Given records>
■ ■ ■

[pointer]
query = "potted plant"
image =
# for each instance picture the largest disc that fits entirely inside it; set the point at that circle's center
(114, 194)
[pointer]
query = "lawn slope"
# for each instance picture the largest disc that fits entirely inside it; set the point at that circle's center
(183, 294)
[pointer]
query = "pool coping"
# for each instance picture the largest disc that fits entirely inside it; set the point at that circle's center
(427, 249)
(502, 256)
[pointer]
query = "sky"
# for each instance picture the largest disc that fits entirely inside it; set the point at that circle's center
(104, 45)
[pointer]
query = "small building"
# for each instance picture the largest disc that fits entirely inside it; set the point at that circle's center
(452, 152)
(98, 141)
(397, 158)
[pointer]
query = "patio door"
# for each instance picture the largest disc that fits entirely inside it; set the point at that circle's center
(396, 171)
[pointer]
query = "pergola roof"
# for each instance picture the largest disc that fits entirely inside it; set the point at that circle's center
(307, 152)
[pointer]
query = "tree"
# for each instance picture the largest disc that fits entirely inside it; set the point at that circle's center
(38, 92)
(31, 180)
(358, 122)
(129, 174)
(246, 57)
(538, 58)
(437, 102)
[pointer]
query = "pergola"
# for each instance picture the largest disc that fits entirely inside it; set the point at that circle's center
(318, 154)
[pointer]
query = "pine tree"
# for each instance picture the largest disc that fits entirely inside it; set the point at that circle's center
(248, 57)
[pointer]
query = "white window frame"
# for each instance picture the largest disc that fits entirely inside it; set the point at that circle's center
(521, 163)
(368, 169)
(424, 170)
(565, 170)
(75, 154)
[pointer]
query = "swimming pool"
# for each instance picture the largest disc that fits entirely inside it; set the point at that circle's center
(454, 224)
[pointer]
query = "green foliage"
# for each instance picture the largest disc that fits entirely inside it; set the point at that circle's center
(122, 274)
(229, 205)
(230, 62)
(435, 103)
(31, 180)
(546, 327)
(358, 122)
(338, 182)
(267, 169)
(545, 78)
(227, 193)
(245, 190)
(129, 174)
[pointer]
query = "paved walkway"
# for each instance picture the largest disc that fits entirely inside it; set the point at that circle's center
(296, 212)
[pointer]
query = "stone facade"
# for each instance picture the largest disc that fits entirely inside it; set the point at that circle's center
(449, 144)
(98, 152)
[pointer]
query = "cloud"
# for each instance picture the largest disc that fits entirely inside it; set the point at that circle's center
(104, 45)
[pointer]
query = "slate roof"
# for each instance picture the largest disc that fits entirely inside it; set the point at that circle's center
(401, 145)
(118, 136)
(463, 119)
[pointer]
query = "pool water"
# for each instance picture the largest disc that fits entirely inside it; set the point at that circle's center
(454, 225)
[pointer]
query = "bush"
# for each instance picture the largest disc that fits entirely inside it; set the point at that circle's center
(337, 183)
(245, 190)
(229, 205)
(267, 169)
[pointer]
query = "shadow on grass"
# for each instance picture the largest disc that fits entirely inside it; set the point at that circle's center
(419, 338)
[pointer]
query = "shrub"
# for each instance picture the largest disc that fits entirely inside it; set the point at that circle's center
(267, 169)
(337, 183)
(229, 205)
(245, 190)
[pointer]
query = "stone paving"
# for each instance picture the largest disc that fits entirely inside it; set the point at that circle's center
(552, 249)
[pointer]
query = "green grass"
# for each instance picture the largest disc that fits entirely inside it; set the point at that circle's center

■ ■ ■

Here, the records must be output exactly and in full.

The completed task>
[pointer]
query = "potted plant"
image =
# for each instance picture the largest disc that fits entirely inside it; set the point at that circle's center
(114, 194)
[pointer]
query = "lawn slope"
# for each instance picture the largest disc that fits entirely inside it; set the point at that circle's center
(183, 294)
[pointer]
query = "pool coping"
# for each instance picture the largest disc that fits entirely inside it; set the point at that circle's center
(427, 249)
(502, 256)
[pointer]
query = "sky"
# for each instance picture the largest disc that fits entirely inside it; set the point at that circle's center
(104, 45)
[pointer]
query = "small building"
# for each instance picture the largest disc that fits entirely inside it; set the point at that circle's center
(452, 152)
(98, 141)
(397, 158)
[pointer]
query = "patio door"
# for each instance picture the largest disc that fits entirely inside it; set the point at that circle's center
(396, 171)
[pointer]
query = "pergola roof"
# for each instance picture the largest disc that fits entirely inside it; set the point at that circle's center
(307, 152)
[pointer]
query = "tree"
# for each instance picture the largest disc that fits entirely inside it; set the point at that circle's center
(38, 92)
(31, 180)
(358, 122)
(129, 174)
(246, 57)
(538, 58)
(437, 102)
[pointer]
query = "pergola"
# for each instance picture the largest disc that fits entirely inside it; set the point at that circle's center
(318, 154)
[pointer]
query = "pine tree"
# for each instance picture the largest disc that fits entirely inside it; set the point at that circle's center
(248, 57)
[pointer]
query = "white window frame"
# for each instance picture the largest disc that fits entirely inside it; set the point at that circle's center
(521, 163)
(368, 169)
(424, 170)
(565, 170)
(75, 154)
[pointer]
query = "swimming pool"
# for each instance picture the largest disc that fits entirely inside it; set the point at that circle's center
(454, 224)
[pointer]
query = "green foliage"
# for each instance picture the largest disc that fits entirely inside it; set the point at that circle's center
(122, 274)
(229, 205)
(230, 62)
(435, 103)
(31, 180)
(546, 327)
(358, 122)
(338, 182)
(267, 169)
(545, 78)
(227, 193)
(245, 190)
(129, 174)
[pointer]
query = "paved walkway"
# for each instance picture the largest disc that fits entirely inside it; set the point at that circle's center
(296, 212)
[pointer]
query = "stone facade"
# for each instance picture the largest disc that fits entirely inside it; set the point at that circle's center
(449, 144)
(98, 152)
[pointer]
query = "cloud"
# for each instance picture the largest disc that fits entirely inside it; set the point at that circle's center
(104, 45)
[pointer]
query = "slate roof"
# for each instance picture the largest disc that fits entirely inside it; set the point at that circle's center
(401, 145)
(118, 136)
(463, 119)
[pointer]
query = "pool water"
# for each instance picture the largest disc that fits entirely inside it; set the point at that circle's center
(454, 225)
[pointer]
query = "bush"
# for each instance picture the largest disc that fits entirely inside it; set the point at that circle's center
(337, 183)
(245, 190)
(229, 205)
(267, 169)
[pointer]
query = "shadow on grass"
# for each instance picture the largest disc that fits entirely inside it; set the point at that circle's center
(419, 338)
[pointer]
query = "shrub"
# for each instance picture the largest disc that fits entirely inside it; set the point at that circle's center
(267, 169)
(337, 183)
(229, 205)
(245, 190)
[pointer]
query = "stone paving"
# for each instance picture the largest disc that fits entirely inside it; set the point at that circle's center
(552, 249)
[pointer]
query = "green grass"
# for each instance picture the largest disc that fits entirely inside it; set the point at that circle's center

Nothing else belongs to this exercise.